## AIM OF THE EXERCISE:
Every entry here should be copied exactly.

## EXCERPTED DATA:
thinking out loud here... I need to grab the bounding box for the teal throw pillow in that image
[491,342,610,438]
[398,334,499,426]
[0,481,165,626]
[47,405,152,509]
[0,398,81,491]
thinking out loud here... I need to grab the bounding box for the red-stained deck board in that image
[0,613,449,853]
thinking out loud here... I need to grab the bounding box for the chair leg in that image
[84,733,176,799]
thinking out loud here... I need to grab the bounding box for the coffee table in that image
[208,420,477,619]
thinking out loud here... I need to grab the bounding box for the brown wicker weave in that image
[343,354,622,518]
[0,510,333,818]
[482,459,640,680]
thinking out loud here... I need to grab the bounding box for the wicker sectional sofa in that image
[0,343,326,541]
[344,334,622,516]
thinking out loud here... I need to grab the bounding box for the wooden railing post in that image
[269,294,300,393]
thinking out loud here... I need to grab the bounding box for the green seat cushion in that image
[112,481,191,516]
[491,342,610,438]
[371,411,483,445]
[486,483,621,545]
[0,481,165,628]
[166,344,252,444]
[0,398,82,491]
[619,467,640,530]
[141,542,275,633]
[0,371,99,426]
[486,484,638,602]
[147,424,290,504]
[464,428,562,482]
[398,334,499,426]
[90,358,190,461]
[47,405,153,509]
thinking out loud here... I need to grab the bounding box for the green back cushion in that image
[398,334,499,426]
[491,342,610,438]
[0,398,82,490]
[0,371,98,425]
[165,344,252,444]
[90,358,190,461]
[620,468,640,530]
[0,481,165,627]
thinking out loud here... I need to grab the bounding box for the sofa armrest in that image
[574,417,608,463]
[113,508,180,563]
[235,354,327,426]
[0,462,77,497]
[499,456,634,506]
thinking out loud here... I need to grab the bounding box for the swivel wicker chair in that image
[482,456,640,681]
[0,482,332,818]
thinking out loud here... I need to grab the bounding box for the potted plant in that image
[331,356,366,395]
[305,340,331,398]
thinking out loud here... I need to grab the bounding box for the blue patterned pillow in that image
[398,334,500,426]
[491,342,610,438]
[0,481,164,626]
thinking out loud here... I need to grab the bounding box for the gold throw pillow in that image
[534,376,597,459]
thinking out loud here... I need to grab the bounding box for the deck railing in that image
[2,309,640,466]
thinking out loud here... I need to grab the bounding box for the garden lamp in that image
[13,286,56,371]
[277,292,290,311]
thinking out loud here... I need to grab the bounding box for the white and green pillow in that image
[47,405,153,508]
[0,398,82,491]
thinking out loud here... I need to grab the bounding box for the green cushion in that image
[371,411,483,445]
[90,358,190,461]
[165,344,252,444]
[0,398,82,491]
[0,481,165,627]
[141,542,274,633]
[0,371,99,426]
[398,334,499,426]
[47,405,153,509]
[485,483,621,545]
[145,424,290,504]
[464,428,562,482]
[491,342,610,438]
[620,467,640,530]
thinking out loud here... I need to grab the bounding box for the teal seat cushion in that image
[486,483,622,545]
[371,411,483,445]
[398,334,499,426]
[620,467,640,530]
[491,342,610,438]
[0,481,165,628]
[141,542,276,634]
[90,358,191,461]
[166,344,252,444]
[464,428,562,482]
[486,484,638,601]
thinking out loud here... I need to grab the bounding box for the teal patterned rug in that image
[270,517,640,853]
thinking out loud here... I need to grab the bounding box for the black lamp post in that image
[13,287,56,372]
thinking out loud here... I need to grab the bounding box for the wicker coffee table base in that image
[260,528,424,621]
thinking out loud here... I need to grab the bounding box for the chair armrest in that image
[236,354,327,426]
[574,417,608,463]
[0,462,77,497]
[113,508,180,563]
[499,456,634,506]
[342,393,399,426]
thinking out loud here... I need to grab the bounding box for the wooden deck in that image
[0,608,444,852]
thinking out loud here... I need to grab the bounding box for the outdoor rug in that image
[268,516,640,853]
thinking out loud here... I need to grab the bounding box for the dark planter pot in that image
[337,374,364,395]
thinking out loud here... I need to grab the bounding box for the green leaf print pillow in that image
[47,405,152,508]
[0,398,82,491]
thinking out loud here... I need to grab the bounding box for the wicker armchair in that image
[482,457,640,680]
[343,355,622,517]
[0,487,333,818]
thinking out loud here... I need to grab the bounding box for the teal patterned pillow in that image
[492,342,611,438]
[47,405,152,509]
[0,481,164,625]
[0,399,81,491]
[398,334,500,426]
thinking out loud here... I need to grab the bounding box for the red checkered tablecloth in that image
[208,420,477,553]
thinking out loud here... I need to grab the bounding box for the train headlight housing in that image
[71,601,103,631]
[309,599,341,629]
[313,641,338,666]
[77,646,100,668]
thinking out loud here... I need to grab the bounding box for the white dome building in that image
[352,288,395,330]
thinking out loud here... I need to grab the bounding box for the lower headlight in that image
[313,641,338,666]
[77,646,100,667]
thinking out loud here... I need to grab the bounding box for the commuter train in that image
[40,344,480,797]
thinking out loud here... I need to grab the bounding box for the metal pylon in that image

## OUTPUT BELOW:
thinking out loud here... I need to grab the bounding box for the teal throw pillow in that image
[491,342,610,438]
[398,334,499,426]
[0,481,165,626]
[47,405,152,509]
[0,398,81,491]
thinking out loud here... I need to grab the bounding box for the red-stained deck board in that image
[0,613,449,853]
thinking out loud here... I need to grab the bounding box for the chair leg in that image
[84,733,176,799]
thinking out loud here... I need to grab the bounding box for the coffee table in that image
[208,420,477,619]
thinking out loud here... I need to grab the bounding box for the brown wicker weave in that image
[343,354,622,518]
[0,510,333,818]
[482,459,640,680]
thinking out loud here... I need to grab the bounding box for the wicker sectional sofa in that image
[0,343,326,541]
[344,334,622,516]
thinking out loud here... I need to grab the bounding box for the wooden railing post in that image
[269,294,300,393]
thinking out loud here... I need to grab the bounding box for the green seat cushion in that image
[112,481,191,516]
[491,342,610,438]
[371,411,483,445]
[486,483,621,545]
[0,481,165,628]
[166,344,252,444]
[0,398,82,491]
[619,467,640,530]
[141,542,275,633]
[0,371,99,426]
[486,484,638,602]
[147,424,290,504]
[464,428,562,482]
[398,334,499,426]
[90,358,190,461]
[47,405,153,509]
thinking out loud here... I need to grab the bounding box for the green back cushion in that image
[398,334,499,426]
[491,342,610,438]
[0,398,82,490]
[0,371,98,425]
[165,344,252,444]
[90,358,190,461]
[620,468,640,530]
[0,481,165,627]
thinking out loud here... I need to grab the bounding box for the sofa armrest in that image
[574,417,608,463]
[113,508,180,563]
[235,354,327,426]
[0,462,77,497]
[499,456,634,506]
thinking out loud here... I need to grab the bounding box for the swivel wicker chair in that image
[482,456,640,681]
[0,482,332,818]
thinking out loud here... I need to grab the bounding box for the potted plant in that image
[331,356,366,395]
[305,340,331,398]
thinking out loud here... I need to grab the bounding box for the blue patterned pillow in that image
[398,334,500,426]
[491,342,610,438]
[0,481,164,626]
thinking out loud here... I need to grab the bounding box for the gold throw pillow in that image
[534,376,597,459]
thinking out loud here... I need to grab the bounding box for the deck railing in that image
[2,309,640,466]
thinking out loud here... I need to grab the bounding box for the garden lamp in that image
[13,286,56,371]
[277,292,290,311]
thinking out loud here... I need to grab the bounding box for the white and green pillow in that image
[47,405,153,508]
[0,398,82,491]
thinking out loud here... I need to grab the bounding box for the green cushion in that image
[371,411,483,445]
[90,358,190,461]
[165,344,252,444]
[0,398,82,491]
[0,481,165,627]
[141,542,274,633]
[0,371,99,426]
[398,334,499,426]
[47,405,153,509]
[485,483,621,545]
[145,424,290,504]
[464,428,562,482]
[491,342,610,438]
[620,467,640,530]
thinking out loud here... I need to grab the bounding box for the teal seat cushion in that image
[486,483,622,545]
[371,411,483,445]
[398,334,499,426]
[620,467,640,530]
[491,342,610,438]
[0,481,165,628]
[141,542,276,634]
[90,358,191,461]
[166,344,252,444]
[464,428,562,482]
[486,484,638,601]
thinking out loud here... I need to grab the bounding box for the teal patterned rug in that image
[270,517,640,853]
thinking out loud here... I need to grab the bounding box for the black lamp post in that image
[13,287,56,372]
thinking out loud here... I need to grab the bounding box for the wicker coffee table base in that image
[260,528,424,621]
thinking out loud here... I need to grab the bounding box for the chair armrest in that image
[236,354,327,426]
[574,417,608,463]
[0,462,77,497]
[113,508,180,563]
[499,456,634,506]
[342,393,399,426]
thinking out loud here... I need to grab the bounding box for the wooden deck in that image
[0,608,444,852]
thinking out loud here... I need to grab the bounding box for the outdoor rug in that image
[268,516,640,853]
thinking out loud here... I need to grab the bounding box for the dark planter pot in that image
[337,374,364,395]
thinking out loud here... I need to grab the bounding box for the green leaf print pillow in that image
[47,405,152,508]
[0,398,82,491]
thinking out loud here... I need to grab the bounding box for the wicker armchair in that image
[482,457,640,680]
[343,355,622,517]
[0,487,333,818]
thinking out loud here... I need to grab the bounding box for the teal patterned pillow in that image
[492,342,611,438]
[47,405,152,509]
[0,481,164,625]
[0,399,81,491]
[398,334,500,426]
thinking out loud here... I need to grab the bounding box for the red checkered tablecloth in that image
[208,420,477,553]
thinking out loud here... I need to grab the bounding box for the train headlight housing in that image
[71,601,103,631]
[309,599,341,629]
[313,641,338,666]
[77,646,100,668]
thinking out loud here... I need to grab the bounding box for the white dome building in that image
[352,288,395,330]
thinking out loud here... I need to grab the bounding box for the lower headlight in that image
[313,641,338,666]
[77,646,100,667]
thinking out loud here... I need to grab the bounding box for the commuter train in that image
[40,344,480,797]
thinking out loud here... I need to grab the bounding box for the metal pylon in that image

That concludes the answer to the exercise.